▶ **To do**
All of the data must be returned word for word.

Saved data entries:
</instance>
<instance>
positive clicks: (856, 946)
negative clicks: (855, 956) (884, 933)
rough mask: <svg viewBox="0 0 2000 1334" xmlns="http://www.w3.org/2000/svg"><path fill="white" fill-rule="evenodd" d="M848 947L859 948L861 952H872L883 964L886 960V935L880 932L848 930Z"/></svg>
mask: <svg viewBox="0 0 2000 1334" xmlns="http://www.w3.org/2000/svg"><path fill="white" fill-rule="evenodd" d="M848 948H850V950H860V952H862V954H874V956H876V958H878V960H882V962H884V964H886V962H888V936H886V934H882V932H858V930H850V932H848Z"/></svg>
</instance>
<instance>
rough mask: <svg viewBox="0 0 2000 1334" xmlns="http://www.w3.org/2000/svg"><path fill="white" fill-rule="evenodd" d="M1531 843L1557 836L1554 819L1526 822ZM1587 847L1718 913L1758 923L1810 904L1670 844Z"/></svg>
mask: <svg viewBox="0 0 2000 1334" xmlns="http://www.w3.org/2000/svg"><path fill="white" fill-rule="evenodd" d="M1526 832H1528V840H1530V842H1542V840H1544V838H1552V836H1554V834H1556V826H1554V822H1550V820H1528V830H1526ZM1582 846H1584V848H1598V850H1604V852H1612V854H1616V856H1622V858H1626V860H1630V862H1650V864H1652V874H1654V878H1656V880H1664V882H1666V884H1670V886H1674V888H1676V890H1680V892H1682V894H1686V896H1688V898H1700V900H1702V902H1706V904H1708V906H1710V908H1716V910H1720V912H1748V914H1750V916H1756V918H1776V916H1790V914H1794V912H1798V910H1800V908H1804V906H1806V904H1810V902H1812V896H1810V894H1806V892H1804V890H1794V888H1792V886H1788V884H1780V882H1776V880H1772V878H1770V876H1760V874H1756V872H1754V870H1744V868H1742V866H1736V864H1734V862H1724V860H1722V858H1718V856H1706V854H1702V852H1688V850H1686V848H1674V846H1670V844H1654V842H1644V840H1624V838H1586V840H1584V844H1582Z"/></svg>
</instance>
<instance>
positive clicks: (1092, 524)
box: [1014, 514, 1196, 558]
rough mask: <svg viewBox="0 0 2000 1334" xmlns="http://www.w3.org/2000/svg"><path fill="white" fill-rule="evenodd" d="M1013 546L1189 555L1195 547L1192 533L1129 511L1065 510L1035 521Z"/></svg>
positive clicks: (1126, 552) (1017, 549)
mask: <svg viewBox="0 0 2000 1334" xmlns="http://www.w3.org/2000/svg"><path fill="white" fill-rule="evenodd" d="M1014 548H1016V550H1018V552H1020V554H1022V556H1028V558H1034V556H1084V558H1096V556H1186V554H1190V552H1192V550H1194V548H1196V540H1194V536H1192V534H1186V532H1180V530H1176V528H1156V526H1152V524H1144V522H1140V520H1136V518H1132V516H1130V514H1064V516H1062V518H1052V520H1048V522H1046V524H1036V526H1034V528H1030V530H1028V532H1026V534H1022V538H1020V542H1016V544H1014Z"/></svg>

▶ **Your response**
</instance>
<instance>
positive clicks: (856, 946)
negative clicks: (855, 956) (884, 933)
rough mask: <svg viewBox="0 0 2000 1334" xmlns="http://www.w3.org/2000/svg"><path fill="white" fill-rule="evenodd" d="M848 947L859 948L861 952H872L883 964L886 960V935L880 932L848 930Z"/></svg>
mask: <svg viewBox="0 0 2000 1334" xmlns="http://www.w3.org/2000/svg"><path fill="white" fill-rule="evenodd" d="M848 948H850V950H860V952H862V954H874V956H876V958H878V960H882V962H884V964H886V962H888V936H886V934H882V932H858V930H850V932H848Z"/></svg>
</instance>
<instance>
rough mask: <svg viewBox="0 0 2000 1334" xmlns="http://www.w3.org/2000/svg"><path fill="white" fill-rule="evenodd" d="M1531 843L1557 836L1554 819L1526 822ZM1587 847L1718 913L1758 923L1810 904L1670 844Z"/></svg>
mask: <svg viewBox="0 0 2000 1334" xmlns="http://www.w3.org/2000/svg"><path fill="white" fill-rule="evenodd" d="M1526 832H1528V840H1530V842H1542V840H1544V838H1552V836H1554V834H1556V826H1554V822H1550V820H1528V830H1526ZM1582 846H1584V848H1598V850H1604V852H1612V854H1616V856H1622V858H1626V860H1630V862H1650V864H1652V874H1654V878H1656V880H1664V882H1666V884H1670V886H1674V888H1676V890H1680V892H1682V894H1686V896H1688V898H1700V900H1702V902H1706V904H1708V906H1710V908H1716V910H1720V912H1748V914H1750V916H1756V918H1776V916H1790V914H1794V912H1798V910H1800V908H1804V906H1806V904H1810V902H1812V896H1810V894H1806V892H1804V890H1794V888H1792V886H1788V884H1780V882H1776V880H1772V878H1770V876H1760V874H1756V872H1754V870H1744V868H1742V866H1736V864H1734V862H1724V860H1722V858H1718V856H1706V854H1702V852H1688V850H1686V848H1674V846H1670V844H1654V842H1644V840H1624V838H1586V840H1584V844H1582Z"/></svg>
</instance>
<instance>
positive clicks: (1092, 524)
box: [1014, 514, 1196, 558]
rough mask: <svg viewBox="0 0 2000 1334" xmlns="http://www.w3.org/2000/svg"><path fill="white" fill-rule="evenodd" d="M1013 546L1189 555L1195 547L1192 533L1129 511L1065 510L1035 521Z"/></svg>
positive clicks: (1126, 552) (1017, 549)
mask: <svg viewBox="0 0 2000 1334" xmlns="http://www.w3.org/2000/svg"><path fill="white" fill-rule="evenodd" d="M1014 548H1016V550H1018V552H1020V554H1022V556H1028V558H1034V556H1084V558H1096V556H1186V554H1190V552H1192V550H1194V548H1196V540H1194V536H1192V534H1186V532H1180V530H1176V528H1156V526H1152V524H1144V522H1140V520H1136V518H1132V516H1130V514H1064V516H1062V518H1052V520H1048V522H1046V524H1036V526H1034V528H1030V530H1028V532H1026V534H1022V538H1020V542H1016V544H1014Z"/></svg>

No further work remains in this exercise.